==== DATA EXTRACT ====
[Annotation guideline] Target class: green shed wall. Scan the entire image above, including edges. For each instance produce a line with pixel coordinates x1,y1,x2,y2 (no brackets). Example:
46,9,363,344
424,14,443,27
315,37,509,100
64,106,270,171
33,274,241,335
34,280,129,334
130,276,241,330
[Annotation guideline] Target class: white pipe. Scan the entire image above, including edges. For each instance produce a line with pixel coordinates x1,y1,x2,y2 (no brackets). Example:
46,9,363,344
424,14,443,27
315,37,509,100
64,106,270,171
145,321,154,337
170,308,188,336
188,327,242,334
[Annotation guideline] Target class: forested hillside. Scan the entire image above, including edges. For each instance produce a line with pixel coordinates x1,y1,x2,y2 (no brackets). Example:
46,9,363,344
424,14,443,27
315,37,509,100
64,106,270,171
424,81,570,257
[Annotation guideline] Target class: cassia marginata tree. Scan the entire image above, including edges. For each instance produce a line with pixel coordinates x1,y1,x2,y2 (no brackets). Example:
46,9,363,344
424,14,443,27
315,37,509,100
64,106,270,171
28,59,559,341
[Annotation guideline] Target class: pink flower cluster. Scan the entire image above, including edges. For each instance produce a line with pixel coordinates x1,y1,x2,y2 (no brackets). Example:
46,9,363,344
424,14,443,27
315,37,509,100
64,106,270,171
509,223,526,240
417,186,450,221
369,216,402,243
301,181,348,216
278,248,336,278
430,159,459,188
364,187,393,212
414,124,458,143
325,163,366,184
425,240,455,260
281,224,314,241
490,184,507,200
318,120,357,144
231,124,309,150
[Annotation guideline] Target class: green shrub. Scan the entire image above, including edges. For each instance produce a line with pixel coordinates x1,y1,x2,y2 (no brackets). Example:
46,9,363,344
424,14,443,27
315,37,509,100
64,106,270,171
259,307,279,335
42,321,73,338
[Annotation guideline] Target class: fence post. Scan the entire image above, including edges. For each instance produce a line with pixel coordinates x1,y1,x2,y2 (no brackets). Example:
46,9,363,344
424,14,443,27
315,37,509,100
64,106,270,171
====
*THE PROBLEM*.
The expected reply is a number only, the tally of lines in the data where the word "each" is found.

*YOUR RESPONSE*.
7